> **TASK**
Exactly reproduce the lines from the one holding "Note: for this drill, mark the dark trousers" through the final line of the listing below, with both ends included and nothing else.

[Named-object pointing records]
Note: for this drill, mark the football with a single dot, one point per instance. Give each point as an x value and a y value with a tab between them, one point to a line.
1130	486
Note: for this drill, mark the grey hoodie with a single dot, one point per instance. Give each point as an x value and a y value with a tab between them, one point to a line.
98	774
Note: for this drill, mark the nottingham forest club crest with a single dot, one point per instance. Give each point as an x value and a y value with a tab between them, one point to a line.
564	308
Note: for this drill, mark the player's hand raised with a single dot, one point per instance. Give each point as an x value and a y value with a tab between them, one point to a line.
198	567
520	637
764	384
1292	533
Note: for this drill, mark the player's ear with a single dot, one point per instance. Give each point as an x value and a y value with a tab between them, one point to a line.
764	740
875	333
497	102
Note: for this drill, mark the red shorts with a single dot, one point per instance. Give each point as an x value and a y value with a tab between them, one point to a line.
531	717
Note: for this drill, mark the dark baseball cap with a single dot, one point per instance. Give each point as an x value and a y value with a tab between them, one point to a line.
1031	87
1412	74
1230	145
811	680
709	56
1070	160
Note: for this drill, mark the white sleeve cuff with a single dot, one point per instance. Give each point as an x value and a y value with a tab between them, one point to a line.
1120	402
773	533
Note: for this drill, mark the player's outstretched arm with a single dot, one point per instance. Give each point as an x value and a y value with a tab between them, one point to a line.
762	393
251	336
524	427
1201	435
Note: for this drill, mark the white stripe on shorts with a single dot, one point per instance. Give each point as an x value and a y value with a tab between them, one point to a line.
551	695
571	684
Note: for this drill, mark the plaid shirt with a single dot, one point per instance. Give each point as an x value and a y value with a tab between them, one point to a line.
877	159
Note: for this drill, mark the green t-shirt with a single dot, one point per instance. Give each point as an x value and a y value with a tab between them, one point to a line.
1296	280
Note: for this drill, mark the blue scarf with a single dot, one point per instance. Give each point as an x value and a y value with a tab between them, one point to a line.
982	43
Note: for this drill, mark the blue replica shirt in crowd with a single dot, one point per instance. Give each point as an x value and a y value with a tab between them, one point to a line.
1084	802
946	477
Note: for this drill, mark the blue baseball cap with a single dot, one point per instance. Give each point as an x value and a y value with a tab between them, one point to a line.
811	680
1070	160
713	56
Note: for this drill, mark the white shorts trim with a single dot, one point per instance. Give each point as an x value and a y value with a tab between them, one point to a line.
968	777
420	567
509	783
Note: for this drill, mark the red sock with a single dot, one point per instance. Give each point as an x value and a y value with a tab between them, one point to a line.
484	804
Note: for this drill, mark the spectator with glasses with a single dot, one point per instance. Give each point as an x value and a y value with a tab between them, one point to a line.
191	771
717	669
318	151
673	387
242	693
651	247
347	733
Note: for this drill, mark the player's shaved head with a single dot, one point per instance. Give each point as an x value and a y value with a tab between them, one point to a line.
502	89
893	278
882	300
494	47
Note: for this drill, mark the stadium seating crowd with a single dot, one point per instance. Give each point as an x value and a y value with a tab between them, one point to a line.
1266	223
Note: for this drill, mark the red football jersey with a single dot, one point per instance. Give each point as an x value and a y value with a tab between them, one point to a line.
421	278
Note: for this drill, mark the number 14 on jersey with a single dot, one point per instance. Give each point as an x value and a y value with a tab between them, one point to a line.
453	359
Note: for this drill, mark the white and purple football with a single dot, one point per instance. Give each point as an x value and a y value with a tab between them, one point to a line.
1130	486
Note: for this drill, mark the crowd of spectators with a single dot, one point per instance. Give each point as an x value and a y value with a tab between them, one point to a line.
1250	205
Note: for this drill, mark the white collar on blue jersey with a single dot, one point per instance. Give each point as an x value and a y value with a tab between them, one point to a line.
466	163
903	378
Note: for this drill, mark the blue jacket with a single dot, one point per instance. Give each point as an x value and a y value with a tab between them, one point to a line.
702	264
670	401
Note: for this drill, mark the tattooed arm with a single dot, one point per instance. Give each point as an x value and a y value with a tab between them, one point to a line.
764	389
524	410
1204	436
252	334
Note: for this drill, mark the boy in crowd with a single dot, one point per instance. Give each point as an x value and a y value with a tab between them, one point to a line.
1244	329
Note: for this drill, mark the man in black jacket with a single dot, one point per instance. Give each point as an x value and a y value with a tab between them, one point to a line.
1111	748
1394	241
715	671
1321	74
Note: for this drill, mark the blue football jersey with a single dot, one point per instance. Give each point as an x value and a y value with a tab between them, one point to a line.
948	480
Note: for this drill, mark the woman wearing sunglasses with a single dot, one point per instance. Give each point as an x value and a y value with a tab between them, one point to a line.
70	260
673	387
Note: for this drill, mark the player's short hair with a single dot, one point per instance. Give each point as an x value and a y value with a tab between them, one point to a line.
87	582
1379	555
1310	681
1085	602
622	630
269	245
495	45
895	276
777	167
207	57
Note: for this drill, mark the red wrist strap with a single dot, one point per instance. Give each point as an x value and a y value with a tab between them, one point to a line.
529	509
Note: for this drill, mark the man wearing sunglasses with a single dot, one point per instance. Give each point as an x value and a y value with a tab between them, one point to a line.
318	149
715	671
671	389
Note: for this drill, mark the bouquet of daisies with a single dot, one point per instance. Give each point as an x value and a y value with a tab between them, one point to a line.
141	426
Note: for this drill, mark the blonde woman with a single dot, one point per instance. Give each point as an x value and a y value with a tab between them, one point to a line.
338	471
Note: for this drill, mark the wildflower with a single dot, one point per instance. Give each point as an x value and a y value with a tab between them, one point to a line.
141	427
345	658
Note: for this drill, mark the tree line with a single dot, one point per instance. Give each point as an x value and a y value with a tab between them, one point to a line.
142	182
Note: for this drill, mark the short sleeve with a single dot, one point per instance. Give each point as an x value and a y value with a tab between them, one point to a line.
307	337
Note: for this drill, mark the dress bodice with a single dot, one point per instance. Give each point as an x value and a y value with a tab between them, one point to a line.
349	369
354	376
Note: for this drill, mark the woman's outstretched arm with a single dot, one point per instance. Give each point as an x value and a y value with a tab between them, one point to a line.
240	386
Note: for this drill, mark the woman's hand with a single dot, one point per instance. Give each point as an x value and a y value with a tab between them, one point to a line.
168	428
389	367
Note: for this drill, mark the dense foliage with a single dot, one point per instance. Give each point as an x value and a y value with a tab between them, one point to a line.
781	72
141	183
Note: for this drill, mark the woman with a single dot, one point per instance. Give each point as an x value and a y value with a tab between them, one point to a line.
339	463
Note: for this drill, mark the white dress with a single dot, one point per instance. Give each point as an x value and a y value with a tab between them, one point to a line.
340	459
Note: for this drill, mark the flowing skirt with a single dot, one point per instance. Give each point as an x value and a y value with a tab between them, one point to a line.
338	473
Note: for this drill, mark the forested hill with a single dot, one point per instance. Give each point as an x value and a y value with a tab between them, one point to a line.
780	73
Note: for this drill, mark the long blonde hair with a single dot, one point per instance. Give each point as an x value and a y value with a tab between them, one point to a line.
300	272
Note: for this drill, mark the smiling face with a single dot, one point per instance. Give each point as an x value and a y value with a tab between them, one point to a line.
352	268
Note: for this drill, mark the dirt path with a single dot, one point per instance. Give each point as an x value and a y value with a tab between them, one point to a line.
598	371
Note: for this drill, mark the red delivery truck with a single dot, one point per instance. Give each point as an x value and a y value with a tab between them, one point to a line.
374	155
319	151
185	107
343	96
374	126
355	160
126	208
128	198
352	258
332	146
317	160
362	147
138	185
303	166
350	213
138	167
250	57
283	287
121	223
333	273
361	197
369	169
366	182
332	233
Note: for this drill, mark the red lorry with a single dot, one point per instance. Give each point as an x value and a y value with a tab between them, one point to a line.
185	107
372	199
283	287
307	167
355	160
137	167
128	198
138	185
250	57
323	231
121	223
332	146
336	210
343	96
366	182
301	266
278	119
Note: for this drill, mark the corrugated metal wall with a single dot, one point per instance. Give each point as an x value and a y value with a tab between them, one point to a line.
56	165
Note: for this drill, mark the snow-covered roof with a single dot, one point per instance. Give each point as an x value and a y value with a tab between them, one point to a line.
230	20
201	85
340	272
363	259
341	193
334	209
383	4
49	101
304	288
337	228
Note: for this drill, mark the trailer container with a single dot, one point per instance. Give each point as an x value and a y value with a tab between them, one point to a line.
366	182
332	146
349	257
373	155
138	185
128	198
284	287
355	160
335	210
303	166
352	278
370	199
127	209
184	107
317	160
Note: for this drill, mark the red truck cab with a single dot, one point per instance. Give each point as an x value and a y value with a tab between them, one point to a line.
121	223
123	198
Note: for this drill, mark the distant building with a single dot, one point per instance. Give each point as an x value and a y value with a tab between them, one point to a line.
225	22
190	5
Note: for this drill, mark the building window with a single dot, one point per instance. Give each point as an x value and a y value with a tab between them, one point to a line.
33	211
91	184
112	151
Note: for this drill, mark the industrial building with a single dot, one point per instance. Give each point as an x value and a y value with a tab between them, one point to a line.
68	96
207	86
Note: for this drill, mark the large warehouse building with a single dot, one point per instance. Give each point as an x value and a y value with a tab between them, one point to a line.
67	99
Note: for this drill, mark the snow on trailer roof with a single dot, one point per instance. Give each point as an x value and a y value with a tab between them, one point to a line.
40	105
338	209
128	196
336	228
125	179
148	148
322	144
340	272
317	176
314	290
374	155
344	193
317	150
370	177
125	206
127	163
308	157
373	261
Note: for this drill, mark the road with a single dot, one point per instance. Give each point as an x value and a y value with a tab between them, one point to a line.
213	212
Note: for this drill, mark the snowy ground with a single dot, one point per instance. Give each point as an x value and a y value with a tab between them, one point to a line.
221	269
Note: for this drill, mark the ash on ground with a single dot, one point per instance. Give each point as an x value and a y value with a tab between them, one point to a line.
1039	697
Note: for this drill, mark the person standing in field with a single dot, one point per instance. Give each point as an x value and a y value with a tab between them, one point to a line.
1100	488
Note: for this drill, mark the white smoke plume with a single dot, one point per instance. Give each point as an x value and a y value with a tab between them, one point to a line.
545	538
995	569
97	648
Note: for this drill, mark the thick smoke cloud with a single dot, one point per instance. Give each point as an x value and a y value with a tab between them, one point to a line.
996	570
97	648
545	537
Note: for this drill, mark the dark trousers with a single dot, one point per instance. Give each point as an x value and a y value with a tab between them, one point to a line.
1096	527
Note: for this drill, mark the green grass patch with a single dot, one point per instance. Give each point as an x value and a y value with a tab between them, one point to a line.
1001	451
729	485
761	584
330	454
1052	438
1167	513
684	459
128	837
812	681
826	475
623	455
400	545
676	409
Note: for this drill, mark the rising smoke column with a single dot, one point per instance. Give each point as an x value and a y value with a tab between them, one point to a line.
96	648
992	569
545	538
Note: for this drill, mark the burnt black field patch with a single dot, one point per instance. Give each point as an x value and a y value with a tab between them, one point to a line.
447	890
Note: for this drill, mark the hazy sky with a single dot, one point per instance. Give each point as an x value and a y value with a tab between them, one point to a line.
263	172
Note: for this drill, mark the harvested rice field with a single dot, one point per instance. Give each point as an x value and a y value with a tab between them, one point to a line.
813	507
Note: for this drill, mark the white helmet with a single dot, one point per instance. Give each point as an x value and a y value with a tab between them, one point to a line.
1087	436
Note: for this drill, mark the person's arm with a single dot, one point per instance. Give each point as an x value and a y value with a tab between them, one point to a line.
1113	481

> **REPLY**
Note: for this drill, mark the dark trousers with a single dot, one point per instance. Give each point as an x value and a y value with a tab between them, one point to a line.
1096	527
Note: for this drill, mark the green grass patch with a single dot, one point per instance. Give each point as an x value and a y value with a tab between them, one point to a line.
1001	451
729	485
761	584
330	454
1052	438
1167	513
684	459
128	837
812	681
826	475
623	455
400	545
676	409
Note: for this drill, mark the rising smoke column with a single dot, one point per instance. Give each point as an x value and a y value with a tab between them, one point to a line.
96	648
992	569
545	538
Note: for this drill, mark the burnt black field patch with a single dot, one point per instance. Give each point as an x value and a y value with a tab between them, one point to a line.
447	890
Note: for this drill, mark the hazy sky with a single dot, one point per instance. Give each point as an x value and a y value with a tab between them, one point to a line.
263	172
Note: for this drill, mark the harvested rice field with a single dot, one point per instance. Give each point as an x value and a y value with a tab between them, one point to a line.
813	507
Note: for this drill, mark the white helmet with a single dot, one point per instance. Give each point as an x value and a y value with a tab between them, one point to a line.
1087	436
Note: for this drill, mark the person's arm with a single dot, one point per instance. Give each point as an x value and a y value with a tab between them, one point to a line.
1113	481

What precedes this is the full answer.